(Data listing)
-- Begin --
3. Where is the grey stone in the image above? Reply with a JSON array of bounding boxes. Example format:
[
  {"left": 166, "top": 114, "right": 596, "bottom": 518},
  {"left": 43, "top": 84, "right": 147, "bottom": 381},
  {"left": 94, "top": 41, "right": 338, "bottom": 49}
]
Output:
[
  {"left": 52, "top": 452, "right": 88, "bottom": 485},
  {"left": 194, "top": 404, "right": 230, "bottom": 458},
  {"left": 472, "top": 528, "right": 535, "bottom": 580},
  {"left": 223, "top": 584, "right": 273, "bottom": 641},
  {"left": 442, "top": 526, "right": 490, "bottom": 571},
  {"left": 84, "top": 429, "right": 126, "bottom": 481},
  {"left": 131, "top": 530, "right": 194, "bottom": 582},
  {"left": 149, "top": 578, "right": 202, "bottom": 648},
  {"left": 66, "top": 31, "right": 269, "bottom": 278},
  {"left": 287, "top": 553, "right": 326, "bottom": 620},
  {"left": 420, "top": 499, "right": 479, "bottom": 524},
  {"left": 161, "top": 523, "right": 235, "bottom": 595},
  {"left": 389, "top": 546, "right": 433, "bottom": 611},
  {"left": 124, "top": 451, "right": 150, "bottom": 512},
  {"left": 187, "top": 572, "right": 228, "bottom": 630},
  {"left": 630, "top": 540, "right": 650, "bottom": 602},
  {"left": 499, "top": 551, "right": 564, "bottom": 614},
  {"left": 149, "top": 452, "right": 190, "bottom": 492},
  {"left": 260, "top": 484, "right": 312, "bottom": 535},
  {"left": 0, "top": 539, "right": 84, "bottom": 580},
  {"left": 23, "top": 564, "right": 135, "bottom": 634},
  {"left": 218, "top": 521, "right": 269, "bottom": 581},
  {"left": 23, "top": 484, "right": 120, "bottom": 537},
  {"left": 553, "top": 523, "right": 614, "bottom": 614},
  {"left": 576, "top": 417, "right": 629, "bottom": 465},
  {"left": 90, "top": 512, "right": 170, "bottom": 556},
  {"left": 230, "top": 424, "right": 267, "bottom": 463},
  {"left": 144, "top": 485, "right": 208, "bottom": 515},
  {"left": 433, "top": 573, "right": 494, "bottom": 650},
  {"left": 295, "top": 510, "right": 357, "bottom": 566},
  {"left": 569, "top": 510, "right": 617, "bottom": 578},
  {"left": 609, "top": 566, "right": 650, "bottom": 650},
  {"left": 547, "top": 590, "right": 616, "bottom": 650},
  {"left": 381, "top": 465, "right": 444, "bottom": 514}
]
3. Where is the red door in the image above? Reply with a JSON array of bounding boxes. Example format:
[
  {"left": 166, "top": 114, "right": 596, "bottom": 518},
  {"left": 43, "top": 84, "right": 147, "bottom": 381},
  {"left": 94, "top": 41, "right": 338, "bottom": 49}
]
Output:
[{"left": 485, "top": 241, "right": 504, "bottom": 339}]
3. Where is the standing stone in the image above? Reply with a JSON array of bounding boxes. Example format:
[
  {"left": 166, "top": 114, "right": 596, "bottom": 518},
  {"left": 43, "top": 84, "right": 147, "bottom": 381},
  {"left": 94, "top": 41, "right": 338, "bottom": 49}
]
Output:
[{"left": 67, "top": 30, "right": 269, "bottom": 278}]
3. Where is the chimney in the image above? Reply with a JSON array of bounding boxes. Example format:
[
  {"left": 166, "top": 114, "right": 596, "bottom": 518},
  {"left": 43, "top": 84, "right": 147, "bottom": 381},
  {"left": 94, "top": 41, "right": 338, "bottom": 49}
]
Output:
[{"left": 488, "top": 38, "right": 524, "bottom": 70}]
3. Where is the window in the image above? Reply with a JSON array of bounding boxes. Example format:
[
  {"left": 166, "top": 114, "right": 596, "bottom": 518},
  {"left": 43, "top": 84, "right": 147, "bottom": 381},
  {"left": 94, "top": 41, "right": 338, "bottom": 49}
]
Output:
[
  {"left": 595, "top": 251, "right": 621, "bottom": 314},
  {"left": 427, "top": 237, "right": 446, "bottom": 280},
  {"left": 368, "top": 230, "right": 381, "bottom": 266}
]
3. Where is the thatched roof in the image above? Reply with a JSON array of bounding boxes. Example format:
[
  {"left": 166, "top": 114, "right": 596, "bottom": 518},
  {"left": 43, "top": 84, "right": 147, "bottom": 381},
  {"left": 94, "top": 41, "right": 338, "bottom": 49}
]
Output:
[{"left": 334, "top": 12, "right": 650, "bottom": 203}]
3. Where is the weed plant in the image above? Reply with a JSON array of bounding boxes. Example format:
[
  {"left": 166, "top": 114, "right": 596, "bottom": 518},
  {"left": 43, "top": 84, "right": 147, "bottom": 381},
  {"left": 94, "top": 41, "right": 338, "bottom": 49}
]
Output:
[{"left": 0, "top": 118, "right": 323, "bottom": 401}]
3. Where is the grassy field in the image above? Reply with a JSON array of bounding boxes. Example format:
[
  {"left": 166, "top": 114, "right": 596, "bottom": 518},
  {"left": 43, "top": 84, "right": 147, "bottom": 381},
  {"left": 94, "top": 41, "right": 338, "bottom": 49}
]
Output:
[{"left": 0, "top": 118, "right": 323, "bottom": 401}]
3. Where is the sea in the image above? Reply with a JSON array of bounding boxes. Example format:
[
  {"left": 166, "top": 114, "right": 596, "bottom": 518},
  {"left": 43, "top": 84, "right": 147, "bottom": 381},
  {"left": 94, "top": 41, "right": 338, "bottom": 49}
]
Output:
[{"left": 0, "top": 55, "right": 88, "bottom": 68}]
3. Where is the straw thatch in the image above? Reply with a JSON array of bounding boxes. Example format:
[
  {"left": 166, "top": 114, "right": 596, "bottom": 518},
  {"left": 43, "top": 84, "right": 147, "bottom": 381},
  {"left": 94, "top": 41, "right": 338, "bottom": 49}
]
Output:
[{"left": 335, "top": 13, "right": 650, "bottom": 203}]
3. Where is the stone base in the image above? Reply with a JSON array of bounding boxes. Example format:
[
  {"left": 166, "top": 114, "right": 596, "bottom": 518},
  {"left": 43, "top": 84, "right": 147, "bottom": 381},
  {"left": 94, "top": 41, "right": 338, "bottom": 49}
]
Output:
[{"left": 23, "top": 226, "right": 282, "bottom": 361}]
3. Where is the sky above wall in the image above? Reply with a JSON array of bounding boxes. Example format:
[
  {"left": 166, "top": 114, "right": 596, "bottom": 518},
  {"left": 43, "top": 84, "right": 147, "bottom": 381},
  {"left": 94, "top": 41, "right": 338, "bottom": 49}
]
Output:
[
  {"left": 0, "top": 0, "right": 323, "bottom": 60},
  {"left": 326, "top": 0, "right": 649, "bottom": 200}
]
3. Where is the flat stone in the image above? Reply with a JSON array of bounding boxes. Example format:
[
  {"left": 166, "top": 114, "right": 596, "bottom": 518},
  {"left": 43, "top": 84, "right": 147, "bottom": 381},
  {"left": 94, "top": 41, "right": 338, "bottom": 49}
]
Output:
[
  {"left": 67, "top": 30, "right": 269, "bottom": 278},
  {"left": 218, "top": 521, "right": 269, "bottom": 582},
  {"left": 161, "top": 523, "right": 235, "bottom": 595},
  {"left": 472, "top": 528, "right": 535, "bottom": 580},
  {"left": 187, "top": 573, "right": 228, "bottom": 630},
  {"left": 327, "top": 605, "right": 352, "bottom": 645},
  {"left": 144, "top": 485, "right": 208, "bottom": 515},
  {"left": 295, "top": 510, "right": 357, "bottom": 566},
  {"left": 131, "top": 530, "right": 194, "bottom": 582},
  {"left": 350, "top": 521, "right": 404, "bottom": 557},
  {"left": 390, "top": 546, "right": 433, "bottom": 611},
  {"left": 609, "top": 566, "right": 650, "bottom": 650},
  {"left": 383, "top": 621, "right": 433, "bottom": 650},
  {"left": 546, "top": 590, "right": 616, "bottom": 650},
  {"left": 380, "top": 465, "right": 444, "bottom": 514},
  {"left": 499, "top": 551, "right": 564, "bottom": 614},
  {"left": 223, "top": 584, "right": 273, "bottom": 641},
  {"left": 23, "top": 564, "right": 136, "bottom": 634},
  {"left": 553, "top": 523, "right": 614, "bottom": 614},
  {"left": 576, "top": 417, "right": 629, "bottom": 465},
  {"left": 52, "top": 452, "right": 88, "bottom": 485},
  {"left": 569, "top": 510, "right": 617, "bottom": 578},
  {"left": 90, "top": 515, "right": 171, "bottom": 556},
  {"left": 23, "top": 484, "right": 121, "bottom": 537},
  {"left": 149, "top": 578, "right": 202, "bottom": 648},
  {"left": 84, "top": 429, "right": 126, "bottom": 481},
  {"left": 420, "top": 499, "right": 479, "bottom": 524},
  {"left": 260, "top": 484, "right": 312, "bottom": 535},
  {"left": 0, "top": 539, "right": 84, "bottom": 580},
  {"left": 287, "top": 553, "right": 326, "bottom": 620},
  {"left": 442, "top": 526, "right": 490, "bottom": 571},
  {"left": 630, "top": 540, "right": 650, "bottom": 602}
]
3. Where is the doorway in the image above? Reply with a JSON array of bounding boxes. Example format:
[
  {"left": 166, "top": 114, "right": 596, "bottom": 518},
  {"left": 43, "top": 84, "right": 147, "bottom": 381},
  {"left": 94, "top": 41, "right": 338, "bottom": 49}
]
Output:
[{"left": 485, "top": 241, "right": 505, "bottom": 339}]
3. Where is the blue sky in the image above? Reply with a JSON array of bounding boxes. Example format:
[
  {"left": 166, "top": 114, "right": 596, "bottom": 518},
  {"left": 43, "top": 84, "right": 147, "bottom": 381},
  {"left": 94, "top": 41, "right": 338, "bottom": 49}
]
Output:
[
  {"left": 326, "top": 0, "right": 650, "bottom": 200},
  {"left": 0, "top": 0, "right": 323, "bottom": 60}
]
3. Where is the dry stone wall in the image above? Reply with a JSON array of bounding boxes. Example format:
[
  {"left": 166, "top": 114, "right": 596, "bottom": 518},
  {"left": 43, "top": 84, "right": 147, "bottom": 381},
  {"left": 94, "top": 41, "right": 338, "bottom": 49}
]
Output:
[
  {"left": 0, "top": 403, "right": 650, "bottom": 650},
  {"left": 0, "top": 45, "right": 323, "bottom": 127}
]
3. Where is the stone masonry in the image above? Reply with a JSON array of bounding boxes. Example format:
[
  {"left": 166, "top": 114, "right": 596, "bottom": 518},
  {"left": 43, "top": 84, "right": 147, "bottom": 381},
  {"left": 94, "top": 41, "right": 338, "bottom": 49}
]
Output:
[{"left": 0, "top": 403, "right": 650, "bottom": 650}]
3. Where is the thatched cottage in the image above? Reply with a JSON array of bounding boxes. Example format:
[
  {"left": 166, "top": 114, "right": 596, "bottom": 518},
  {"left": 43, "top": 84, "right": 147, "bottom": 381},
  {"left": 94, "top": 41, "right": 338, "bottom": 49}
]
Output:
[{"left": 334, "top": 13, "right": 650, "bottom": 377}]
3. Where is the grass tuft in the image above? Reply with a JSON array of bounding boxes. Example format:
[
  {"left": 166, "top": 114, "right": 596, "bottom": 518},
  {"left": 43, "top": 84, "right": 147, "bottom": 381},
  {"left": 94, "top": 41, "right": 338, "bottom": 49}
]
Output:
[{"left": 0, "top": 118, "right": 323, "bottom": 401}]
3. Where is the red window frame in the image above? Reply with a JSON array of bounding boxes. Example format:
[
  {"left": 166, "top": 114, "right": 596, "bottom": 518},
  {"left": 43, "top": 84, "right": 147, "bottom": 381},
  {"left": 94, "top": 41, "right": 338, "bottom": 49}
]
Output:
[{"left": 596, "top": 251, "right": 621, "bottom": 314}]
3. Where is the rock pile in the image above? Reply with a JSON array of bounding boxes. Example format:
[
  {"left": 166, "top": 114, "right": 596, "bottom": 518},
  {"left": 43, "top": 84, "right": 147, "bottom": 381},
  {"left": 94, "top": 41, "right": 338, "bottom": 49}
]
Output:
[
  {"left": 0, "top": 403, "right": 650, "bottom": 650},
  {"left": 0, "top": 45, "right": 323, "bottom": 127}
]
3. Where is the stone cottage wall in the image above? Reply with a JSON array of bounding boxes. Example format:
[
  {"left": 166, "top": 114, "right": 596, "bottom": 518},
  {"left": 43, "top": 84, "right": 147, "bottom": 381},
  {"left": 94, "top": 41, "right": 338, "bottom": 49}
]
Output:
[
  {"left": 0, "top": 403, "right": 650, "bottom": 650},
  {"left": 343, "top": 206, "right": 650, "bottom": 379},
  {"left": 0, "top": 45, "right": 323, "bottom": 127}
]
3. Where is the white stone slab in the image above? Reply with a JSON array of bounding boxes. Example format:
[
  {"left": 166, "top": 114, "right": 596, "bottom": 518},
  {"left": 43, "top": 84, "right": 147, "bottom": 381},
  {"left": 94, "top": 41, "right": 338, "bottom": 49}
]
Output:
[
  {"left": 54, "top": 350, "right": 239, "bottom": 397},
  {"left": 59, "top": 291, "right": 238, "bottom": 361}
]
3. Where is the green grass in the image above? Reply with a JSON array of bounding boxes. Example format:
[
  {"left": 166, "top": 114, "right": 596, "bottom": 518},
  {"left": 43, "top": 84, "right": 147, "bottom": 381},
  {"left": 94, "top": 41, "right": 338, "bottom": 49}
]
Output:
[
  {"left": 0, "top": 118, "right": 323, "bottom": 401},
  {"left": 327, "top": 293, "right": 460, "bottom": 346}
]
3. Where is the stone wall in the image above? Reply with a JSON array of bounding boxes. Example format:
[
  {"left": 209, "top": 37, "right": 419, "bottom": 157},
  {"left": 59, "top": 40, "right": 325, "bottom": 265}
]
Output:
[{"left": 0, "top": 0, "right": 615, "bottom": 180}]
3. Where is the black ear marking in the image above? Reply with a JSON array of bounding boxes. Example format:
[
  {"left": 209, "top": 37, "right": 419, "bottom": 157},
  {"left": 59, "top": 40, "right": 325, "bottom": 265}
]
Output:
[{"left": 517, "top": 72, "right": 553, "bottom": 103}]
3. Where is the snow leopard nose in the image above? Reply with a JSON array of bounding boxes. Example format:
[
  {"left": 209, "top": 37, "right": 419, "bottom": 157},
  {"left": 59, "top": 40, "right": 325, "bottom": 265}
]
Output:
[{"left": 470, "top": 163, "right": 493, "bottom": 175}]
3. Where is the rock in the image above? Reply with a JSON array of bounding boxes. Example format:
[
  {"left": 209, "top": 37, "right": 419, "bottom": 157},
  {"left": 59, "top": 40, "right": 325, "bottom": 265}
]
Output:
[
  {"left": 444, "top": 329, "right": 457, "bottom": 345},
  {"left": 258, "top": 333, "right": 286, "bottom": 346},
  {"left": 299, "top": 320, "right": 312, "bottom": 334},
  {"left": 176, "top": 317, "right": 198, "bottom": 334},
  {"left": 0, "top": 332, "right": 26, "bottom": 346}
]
-- End --
> Problem statement: Please pull out each line from the rows above that contains the word "thatched".

> Answer:
3. Where is the thatched roof in the image above? Reply with a JSON array of bounding boxes. Example format:
3. Where is the thatched cottage in the image above? Reply with a JSON array of bounding boxes. Example format:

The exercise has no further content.